* **Reading passage**
++++++++++

Amy's story (Young Stroke Survivor)
Amy (34) called the Advice Line 6 months after having a stroke. She said she felt very stressed and although her family and friends told her she had made a good recovery, she didn’t feel that way herself. Amy told the nurse that she often got muddled and couldn’t remember things. She said she felt tired all the time but couldn’t sleep because she was terrified she would have another stroke. She wanted to prevent another stroke but didn’t know how.
Amy became tearful, saying she didn’t know anyone else her age who has had a stroke. She said she had had to give up her job as a driving instructor and was feeling isolated being at home all day on her own. Now that she was unable to work, her husband was having to work overtime and they were really worried about money.
The Advice Line nurse listened and supported Amy on the phone. She explained about stroke, discussed Amy’s medicines, and gave her advice on a healthy lifestyle, how to reduce her risk factors and take charge of her recovery. She sent Amy some CHSS publications on Thinking and Behaviour Issues after stroke (PDF), Stroke in Younger People, Coming to Terms with a Stroke, and Reducing the Risk of Stroke, and Coping with Tiredness and Fatigue.

++++++++++

(Saved data entries)

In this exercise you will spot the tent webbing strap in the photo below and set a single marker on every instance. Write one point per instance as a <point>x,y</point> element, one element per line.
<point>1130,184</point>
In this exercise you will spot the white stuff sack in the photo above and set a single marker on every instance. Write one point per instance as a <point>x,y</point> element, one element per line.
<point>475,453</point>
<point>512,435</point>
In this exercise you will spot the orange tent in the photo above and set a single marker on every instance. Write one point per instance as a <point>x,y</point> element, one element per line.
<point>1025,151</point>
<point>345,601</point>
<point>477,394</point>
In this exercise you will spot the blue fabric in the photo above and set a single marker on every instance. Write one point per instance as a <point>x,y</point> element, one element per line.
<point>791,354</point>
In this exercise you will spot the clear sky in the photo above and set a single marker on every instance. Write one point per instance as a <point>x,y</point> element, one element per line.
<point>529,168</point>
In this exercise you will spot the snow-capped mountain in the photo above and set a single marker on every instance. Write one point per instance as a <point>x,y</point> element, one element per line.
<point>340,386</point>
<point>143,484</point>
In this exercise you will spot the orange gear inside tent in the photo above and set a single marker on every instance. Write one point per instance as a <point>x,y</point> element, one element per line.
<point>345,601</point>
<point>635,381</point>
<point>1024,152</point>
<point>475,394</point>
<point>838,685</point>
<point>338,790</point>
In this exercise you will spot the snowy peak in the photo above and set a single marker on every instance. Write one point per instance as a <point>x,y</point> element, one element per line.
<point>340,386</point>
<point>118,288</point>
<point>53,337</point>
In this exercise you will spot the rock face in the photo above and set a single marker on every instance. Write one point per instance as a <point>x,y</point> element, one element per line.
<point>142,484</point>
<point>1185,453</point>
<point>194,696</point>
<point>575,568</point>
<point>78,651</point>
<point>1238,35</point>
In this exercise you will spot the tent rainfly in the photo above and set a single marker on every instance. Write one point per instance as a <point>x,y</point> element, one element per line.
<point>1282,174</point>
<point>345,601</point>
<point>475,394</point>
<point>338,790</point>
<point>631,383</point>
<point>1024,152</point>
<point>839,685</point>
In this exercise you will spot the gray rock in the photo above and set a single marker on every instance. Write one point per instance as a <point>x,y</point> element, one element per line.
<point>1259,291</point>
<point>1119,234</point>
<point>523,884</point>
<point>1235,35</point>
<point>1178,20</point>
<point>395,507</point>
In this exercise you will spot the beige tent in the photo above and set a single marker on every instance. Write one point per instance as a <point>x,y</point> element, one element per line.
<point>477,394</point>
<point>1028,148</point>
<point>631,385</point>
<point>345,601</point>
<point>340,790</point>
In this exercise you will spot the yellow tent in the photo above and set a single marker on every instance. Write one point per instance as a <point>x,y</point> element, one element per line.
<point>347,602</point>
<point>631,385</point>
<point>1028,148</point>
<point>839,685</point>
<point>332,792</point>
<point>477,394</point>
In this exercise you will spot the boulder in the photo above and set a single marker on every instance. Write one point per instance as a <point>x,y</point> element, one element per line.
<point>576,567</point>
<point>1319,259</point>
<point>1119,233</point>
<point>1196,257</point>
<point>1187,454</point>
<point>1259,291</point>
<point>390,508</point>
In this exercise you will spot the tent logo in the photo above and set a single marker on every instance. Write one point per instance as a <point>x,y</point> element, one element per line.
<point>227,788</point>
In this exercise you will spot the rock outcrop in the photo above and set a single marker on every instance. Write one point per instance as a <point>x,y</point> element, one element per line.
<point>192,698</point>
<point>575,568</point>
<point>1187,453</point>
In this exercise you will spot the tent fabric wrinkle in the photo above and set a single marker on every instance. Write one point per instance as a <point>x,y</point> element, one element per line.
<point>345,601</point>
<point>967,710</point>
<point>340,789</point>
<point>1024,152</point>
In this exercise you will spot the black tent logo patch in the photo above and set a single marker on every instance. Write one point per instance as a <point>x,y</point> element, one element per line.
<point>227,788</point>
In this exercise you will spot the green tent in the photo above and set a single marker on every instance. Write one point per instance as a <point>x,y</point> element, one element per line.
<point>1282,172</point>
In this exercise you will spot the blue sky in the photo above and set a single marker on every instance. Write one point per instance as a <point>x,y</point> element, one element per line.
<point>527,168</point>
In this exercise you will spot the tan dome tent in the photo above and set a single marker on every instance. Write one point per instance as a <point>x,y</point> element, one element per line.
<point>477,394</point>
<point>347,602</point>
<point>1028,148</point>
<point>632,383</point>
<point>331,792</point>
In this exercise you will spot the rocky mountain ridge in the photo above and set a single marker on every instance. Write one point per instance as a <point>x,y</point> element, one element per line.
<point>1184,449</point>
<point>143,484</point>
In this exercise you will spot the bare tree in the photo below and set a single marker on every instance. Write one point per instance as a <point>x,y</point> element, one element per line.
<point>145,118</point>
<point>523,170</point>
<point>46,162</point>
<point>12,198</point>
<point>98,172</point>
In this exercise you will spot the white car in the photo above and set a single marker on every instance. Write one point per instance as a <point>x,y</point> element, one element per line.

++++++++++

* **Exercise instructions**
• A. Rewrite Amy's story, covering everything from "Amy became tearful, saying" down to "Tiredness and Fatigue.", and replace "overtime" with "extra hours".
• B. Continue Amy's story about life after her stroke, starting right after its last sentence.

* **Numbered answers**
• A.
Amy became tearful, saying she didn’t know anyone else her age who has had a stroke. She said she had had to give up her job as a driving instructor and was feeling isolated being at home all day on her own. Now that she was unable to work, her husband was having to work extra hours and they were really worried about money.
The Advice Line nurse listened and supported Amy on the phone. She explained about stroke, discussed Amy’s medicines, and gave her advice on a healthy lifestyle, how to reduce her risk factors and take charge of her recovery. She sent Amy some CHSS publications on Thinking and Behaviour Issues after stroke (PDF), Stroke in Younger People, Coming to Terms with a Stroke, and Reducing the Risk of Stroke, and Coping with Tiredness and Fatigue.

• B.
The nurse explained that although more common in older people, Amy is not alone in having a stroke at a young age, and she referred Amy to a CHSS Young Stroke support group. She also told Amy about Stroke in Younger People, a virtual stroke group community which she could join online. The nurse gave Amy the numbers of out of hours helplines which could support her if she was anxious during the night, and gave Amy a number for a local counselling service. Amy was signposted to other organisations for financial help, advice about alternative employment options and training. The nurse also sent Amy a leaflet about a CHSS personal support grant for a holiday to give her and her husband a much-needed break. The Advice Line nurse encouraged Amy to call back if she had any questions or needed a listening ear any time in the future.